Region annotation entries:
*-*-*
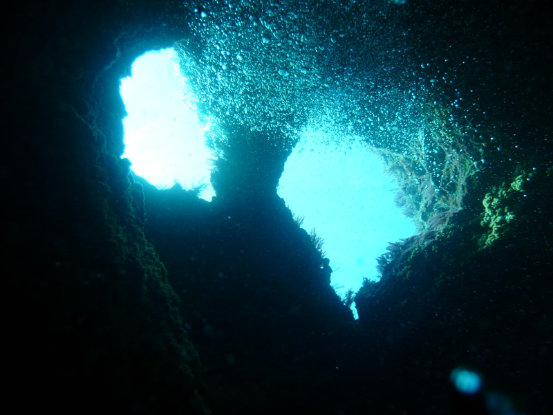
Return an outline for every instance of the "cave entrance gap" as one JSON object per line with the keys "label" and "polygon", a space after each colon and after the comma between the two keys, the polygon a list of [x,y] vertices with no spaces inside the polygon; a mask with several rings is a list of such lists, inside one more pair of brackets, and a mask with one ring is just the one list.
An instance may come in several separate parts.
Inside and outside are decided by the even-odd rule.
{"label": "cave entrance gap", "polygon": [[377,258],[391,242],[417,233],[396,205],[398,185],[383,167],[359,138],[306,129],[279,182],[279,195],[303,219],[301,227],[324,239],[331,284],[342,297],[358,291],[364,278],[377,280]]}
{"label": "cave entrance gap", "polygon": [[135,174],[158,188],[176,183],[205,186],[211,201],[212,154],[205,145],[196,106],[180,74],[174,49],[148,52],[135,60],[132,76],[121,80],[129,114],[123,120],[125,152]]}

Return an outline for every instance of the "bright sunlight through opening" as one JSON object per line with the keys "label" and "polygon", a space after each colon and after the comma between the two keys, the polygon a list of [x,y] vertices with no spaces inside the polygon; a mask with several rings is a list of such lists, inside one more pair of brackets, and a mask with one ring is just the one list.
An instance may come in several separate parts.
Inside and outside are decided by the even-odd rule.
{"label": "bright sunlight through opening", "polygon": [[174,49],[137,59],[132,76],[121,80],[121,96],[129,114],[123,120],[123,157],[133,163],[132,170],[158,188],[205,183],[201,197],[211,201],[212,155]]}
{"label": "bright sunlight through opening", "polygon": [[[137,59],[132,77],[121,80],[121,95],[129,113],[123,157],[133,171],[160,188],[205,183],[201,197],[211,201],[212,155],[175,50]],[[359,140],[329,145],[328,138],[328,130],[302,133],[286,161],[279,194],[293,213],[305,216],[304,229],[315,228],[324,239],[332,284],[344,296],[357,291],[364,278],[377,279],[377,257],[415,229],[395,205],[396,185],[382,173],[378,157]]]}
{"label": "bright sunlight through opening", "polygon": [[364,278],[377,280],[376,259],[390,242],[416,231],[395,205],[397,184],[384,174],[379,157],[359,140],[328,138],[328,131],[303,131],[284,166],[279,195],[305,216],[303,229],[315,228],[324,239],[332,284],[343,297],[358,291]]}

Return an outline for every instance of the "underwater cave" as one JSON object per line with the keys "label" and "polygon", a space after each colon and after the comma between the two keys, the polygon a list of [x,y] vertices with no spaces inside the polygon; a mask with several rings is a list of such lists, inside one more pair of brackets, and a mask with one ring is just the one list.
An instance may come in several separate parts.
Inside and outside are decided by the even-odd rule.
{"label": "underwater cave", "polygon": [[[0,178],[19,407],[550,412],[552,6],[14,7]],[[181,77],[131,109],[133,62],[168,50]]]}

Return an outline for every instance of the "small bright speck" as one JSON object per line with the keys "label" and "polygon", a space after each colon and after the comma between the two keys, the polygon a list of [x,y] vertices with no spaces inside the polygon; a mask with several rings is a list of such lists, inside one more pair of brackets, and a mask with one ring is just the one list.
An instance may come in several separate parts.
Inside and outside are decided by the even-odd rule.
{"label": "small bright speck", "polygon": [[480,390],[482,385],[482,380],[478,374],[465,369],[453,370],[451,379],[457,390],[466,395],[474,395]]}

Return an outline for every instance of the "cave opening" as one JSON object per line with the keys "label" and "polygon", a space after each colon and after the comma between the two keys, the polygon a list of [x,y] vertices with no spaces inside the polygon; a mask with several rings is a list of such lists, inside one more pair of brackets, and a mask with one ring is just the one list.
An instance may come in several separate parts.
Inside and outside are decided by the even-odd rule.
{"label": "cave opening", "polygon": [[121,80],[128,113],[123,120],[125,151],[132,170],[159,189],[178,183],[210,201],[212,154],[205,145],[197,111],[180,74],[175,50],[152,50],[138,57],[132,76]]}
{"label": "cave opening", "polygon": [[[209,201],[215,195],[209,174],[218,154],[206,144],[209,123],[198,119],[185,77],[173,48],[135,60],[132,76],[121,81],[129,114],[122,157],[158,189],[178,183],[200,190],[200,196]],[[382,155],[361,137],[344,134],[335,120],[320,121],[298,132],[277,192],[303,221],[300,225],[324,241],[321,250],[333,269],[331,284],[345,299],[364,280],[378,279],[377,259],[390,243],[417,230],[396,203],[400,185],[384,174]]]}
*-*-*
| Your goal |
Show every line of the records that contains the word "small".

| Output |
Return an outline for every instance of the "small bright speck" as one JSON object per line with the keys "label" and "polygon", a space after each colon and after the comma between the two keys, the polygon a list of [x,y] vertices with no spaces inside the polygon; a mask with several rings is a list of such lists, inside one more pair of brackets, and a mask with one ring is just the one list.
{"label": "small bright speck", "polygon": [[480,390],[482,385],[482,380],[478,374],[465,369],[453,370],[451,379],[457,390],[466,395],[474,395]]}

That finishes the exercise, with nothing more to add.